▶ _Your assignment_
Scan the records for the string "below"; copy each line where it occurs.

▶ _Provided data_

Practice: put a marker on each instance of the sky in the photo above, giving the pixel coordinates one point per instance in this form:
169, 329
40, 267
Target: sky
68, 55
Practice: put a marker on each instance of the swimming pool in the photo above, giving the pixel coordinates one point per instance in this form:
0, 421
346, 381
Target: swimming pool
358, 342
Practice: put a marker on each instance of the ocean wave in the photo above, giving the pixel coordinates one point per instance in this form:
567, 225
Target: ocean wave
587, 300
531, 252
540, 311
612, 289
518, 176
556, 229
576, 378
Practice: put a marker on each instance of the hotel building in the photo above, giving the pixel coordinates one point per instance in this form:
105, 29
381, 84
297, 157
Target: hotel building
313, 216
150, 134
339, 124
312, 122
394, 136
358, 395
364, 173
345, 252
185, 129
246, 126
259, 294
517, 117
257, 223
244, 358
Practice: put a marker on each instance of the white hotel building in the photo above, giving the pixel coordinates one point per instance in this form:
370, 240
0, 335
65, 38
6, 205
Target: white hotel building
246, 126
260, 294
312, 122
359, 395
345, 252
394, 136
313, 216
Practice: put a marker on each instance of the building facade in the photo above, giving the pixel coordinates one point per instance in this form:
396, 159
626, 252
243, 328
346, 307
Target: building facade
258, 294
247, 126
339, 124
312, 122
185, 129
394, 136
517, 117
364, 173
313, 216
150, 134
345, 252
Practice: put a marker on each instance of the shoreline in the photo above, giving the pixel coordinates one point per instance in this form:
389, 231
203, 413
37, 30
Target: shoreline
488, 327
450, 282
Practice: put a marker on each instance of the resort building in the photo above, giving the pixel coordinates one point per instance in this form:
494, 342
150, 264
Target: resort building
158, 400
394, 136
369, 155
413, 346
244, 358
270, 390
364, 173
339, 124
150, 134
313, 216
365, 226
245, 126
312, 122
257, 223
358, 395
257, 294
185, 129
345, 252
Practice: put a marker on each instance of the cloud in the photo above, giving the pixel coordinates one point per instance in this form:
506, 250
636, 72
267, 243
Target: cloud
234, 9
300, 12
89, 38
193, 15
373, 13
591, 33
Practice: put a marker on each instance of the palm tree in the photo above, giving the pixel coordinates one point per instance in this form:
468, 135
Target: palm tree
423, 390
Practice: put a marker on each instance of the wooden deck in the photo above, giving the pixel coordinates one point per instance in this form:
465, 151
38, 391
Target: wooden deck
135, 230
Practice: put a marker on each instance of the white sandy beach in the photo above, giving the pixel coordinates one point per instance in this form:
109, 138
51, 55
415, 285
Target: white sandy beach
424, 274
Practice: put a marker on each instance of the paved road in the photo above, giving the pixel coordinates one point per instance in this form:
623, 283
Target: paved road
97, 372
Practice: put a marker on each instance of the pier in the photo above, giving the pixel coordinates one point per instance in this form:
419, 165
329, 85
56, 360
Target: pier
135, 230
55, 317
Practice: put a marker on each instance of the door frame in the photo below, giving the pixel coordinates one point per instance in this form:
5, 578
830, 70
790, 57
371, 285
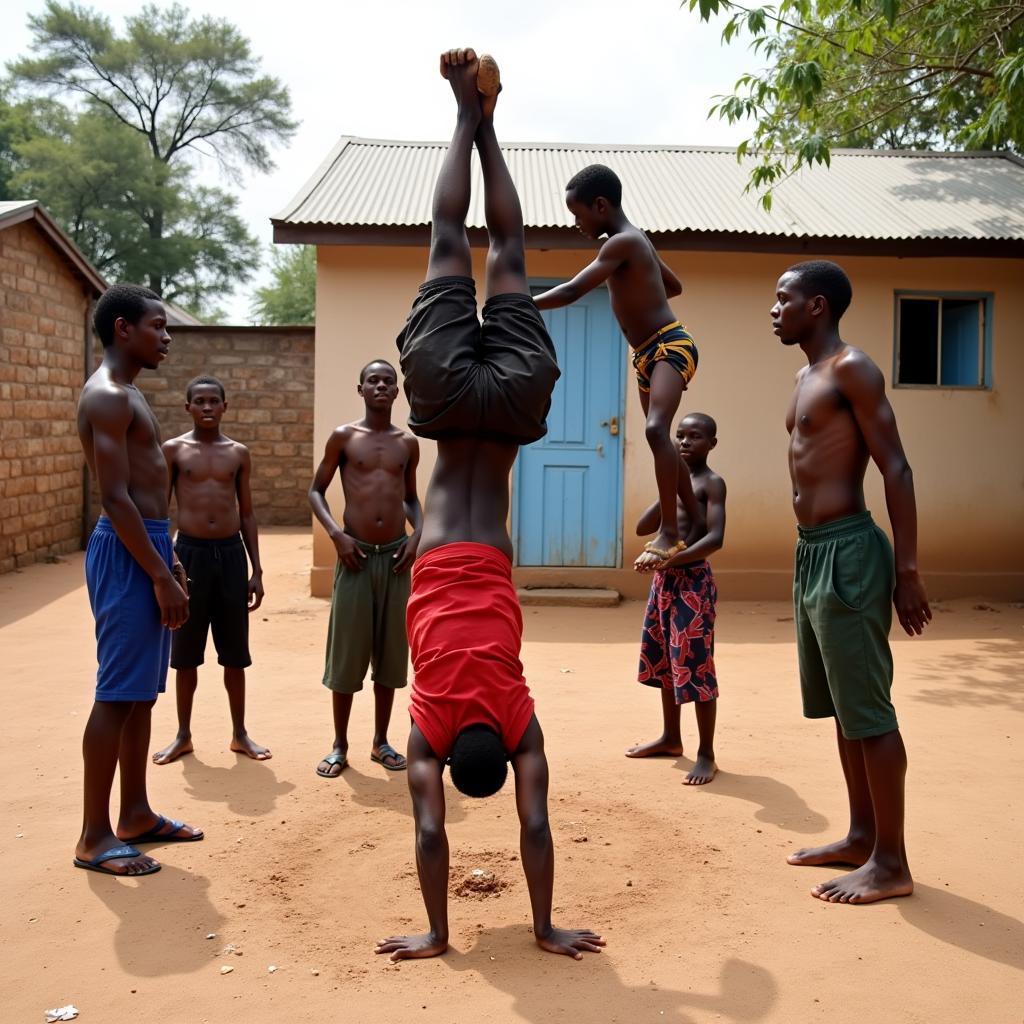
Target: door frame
540, 284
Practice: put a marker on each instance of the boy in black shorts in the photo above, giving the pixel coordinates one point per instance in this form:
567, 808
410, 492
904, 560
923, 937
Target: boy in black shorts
210, 475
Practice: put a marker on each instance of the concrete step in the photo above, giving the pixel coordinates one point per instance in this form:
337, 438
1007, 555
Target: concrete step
565, 597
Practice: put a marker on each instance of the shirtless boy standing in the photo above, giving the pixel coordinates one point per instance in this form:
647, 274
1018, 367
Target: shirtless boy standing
210, 476
136, 585
846, 582
377, 462
665, 356
480, 390
677, 650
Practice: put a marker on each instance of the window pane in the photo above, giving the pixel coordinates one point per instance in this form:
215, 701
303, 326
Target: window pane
919, 341
961, 327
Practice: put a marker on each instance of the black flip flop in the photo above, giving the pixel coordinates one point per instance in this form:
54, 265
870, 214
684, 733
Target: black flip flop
115, 853
154, 835
387, 751
333, 759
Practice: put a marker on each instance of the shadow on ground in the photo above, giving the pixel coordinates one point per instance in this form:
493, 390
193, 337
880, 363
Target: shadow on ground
557, 986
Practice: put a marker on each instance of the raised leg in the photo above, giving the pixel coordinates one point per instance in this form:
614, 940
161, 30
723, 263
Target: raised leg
185, 682
450, 255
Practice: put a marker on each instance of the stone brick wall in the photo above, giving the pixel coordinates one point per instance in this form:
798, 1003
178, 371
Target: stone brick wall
43, 311
268, 376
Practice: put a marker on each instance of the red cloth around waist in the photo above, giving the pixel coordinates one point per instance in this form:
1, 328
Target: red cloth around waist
465, 633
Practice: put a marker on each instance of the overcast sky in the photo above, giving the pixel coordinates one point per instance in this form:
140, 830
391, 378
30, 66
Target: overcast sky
593, 71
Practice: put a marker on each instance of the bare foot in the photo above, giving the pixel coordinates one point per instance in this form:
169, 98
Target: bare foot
847, 851
173, 751
867, 884
660, 748
702, 772
118, 865
243, 744
412, 946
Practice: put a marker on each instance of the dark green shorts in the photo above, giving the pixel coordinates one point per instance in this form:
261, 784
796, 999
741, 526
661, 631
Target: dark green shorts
842, 596
368, 623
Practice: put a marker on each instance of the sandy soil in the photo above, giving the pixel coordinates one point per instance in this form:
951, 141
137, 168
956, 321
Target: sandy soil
705, 921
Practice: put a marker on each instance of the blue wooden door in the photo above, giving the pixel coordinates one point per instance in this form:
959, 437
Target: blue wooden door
567, 505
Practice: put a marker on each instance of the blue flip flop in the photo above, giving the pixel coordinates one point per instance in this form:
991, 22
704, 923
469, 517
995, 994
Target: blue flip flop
115, 853
154, 835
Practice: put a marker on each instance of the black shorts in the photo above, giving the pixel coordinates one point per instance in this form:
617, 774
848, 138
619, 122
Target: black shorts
218, 598
492, 381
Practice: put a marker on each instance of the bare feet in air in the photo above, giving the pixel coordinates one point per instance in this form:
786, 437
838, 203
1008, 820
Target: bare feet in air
701, 772
243, 744
848, 852
570, 941
660, 748
867, 884
412, 946
173, 751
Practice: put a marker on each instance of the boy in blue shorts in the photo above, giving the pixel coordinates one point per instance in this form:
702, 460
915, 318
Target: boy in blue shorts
137, 589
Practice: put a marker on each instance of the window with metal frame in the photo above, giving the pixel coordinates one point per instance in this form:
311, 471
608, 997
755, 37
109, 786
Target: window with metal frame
942, 340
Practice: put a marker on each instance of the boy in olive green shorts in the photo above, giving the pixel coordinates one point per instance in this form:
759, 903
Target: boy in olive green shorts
377, 462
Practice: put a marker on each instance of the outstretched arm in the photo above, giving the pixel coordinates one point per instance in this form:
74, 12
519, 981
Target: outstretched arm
249, 531
538, 850
406, 555
427, 791
611, 256
863, 386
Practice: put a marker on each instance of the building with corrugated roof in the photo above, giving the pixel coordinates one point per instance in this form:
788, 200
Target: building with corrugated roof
933, 243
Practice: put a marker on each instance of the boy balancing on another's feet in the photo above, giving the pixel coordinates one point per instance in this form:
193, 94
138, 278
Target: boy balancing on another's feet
136, 585
210, 476
677, 649
377, 462
846, 583
481, 391
665, 356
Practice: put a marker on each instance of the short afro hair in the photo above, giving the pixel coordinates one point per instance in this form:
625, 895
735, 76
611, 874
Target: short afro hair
595, 181
377, 363
478, 761
820, 276
204, 379
128, 301
707, 422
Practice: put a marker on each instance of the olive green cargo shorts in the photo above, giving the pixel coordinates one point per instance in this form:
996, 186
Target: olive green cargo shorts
368, 623
842, 595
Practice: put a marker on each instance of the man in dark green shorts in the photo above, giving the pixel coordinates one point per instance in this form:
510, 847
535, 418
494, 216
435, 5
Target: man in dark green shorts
846, 582
377, 462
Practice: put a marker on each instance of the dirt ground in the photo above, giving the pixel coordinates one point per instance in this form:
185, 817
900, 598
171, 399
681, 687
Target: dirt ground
705, 920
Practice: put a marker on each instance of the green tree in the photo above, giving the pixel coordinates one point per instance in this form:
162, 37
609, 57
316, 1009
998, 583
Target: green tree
292, 296
181, 87
866, 73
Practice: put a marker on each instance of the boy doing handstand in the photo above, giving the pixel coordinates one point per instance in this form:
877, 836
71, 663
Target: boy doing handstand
481, 390
677, 649
209, 477
665, 356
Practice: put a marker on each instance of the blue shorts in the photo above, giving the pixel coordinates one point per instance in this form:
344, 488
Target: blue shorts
132, 647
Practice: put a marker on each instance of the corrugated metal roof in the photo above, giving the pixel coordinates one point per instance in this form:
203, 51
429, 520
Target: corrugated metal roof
865, 194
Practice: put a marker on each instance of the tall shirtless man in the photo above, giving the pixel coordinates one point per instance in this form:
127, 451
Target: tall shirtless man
136, 586
377, 462
846, 582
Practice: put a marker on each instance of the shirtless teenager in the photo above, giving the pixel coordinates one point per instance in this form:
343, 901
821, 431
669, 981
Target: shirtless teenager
665, 356
377, 462
677, 650
481, 390
846, 582
210, 476
136, 586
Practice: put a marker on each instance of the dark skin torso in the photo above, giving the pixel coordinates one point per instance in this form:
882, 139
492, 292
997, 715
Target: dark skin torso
146, 481
827, 453
204, 476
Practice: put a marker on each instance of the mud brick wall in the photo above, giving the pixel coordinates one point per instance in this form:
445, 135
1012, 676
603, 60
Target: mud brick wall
44, 308
268, 376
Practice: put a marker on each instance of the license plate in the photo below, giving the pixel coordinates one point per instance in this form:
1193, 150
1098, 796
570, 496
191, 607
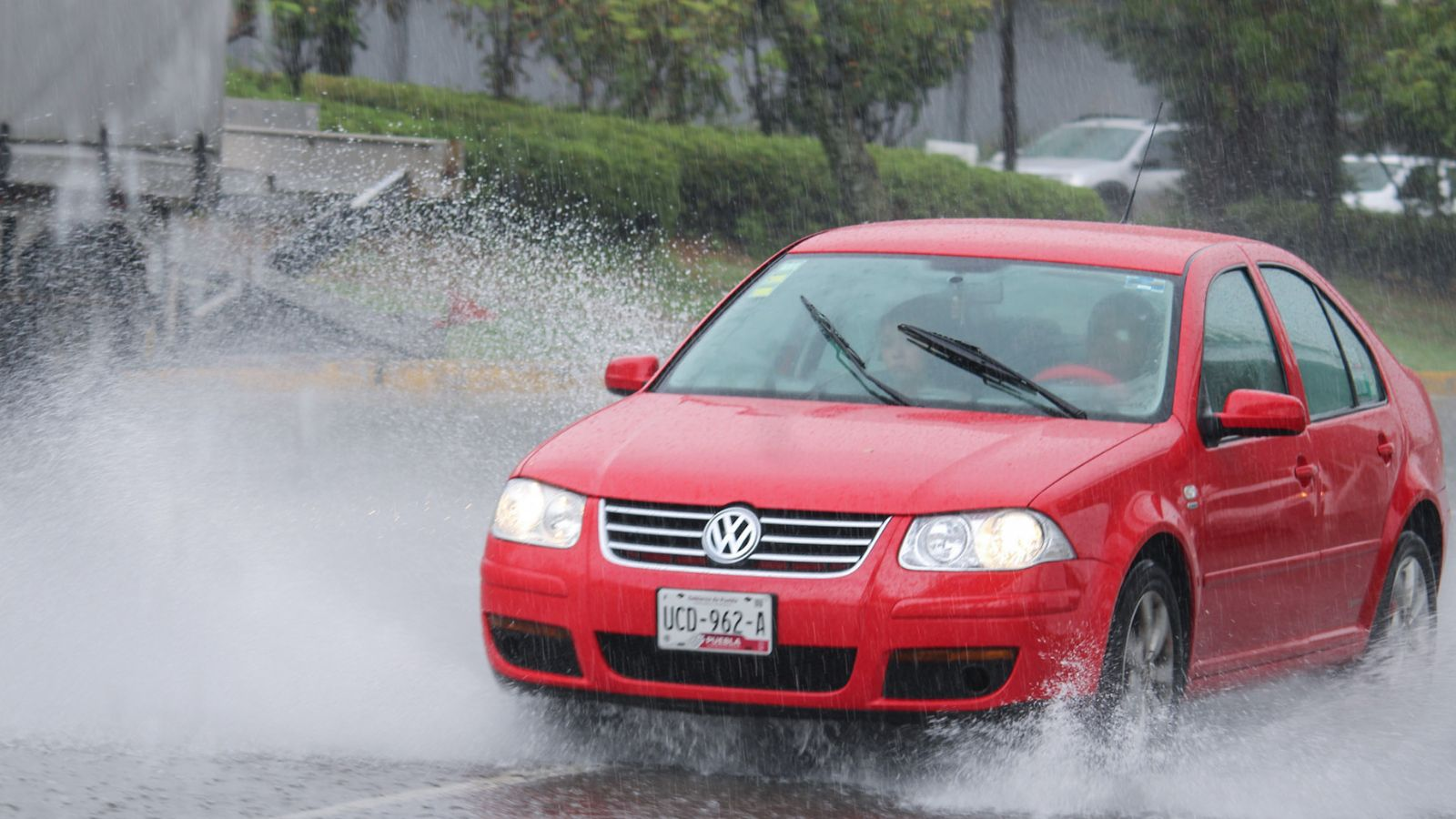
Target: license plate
724, 622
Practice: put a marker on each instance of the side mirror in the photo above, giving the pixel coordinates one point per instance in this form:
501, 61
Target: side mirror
1259, 413
631, 373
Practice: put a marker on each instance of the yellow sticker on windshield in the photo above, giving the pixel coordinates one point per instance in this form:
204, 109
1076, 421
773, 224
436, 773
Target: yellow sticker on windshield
778, 276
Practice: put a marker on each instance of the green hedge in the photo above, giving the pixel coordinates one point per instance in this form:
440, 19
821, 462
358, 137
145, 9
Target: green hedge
1358, 244
684, 179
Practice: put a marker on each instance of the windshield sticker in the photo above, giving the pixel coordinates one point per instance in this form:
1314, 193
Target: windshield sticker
775, 278
1145, 283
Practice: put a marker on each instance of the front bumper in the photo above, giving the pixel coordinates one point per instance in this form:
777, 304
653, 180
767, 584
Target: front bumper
842, 643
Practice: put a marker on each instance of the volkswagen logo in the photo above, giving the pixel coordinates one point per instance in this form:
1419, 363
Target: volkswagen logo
732, 535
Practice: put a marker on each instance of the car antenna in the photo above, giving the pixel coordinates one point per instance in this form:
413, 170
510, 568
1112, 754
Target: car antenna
1139, 178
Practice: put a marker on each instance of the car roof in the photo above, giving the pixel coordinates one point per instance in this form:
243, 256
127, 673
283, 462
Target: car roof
1098, 244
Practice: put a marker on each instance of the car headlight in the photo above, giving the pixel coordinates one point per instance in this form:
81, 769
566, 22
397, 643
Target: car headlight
997, 540
539, 515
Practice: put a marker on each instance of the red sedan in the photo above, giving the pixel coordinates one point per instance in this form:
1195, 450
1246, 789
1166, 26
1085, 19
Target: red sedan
957, 465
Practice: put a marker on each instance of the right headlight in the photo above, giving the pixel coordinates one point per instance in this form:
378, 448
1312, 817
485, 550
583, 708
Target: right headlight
539, 515
997, 540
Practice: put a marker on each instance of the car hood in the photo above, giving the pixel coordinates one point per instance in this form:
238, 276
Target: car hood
815, 457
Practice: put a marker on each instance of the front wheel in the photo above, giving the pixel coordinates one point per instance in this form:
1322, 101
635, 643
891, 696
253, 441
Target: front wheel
1147, 661
1405, 618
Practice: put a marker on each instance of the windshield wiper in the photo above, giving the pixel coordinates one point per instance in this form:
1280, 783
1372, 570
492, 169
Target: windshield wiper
852, 360
976, 360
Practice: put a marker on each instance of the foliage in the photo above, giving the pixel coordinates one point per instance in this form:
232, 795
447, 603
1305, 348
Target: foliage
650, 58
295, 28
892, 53
681, 179
849, 60
672, 65
1412, 89
501, 28
1257, 84
339, 33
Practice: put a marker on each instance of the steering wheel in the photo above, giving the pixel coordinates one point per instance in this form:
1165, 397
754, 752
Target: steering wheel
1079, 372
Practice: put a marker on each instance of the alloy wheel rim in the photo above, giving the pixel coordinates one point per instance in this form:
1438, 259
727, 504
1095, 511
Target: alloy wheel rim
1149, 653
1410, 605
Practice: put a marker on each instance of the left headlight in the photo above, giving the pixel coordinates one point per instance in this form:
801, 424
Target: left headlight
539, 515
997, 540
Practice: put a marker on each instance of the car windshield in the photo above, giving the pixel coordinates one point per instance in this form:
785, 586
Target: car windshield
1084, 142
829, 327
1368, 175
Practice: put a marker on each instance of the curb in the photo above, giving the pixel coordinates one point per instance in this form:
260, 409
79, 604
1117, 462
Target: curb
462, 376
404, 376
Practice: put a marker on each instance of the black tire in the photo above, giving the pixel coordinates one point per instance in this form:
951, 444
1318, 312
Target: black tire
1114, 197
1148, 596
1405, 617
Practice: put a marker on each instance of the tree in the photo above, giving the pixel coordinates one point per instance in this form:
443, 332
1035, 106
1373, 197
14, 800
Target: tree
1410, 95
1259, 86
672, 58
854, 66
502, 28
1011, 136
575, 36
295, 26
339, 33
650, 58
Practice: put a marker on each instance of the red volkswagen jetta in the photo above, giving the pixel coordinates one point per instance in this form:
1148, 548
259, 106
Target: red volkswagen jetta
956, 465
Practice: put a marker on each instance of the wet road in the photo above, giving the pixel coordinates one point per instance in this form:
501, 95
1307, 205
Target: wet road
228, 601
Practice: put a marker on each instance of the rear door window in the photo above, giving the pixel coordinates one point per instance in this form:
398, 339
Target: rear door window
1365, 378
1317, 351
1238, 346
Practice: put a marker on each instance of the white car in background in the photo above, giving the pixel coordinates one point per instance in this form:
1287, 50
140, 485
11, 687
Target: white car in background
1395, 182
1104, 153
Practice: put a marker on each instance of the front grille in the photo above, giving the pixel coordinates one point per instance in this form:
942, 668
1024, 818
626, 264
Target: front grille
788, 668
797, 542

▶ _Answer section_
Practice: put a marker on each instance of the door frame in the photo below, giving the pixel coordinates one point per instance in this form:
Practice: put a marker on each instance of the license plate in the photo below, giving the pixel coordinates one point per instance in this form:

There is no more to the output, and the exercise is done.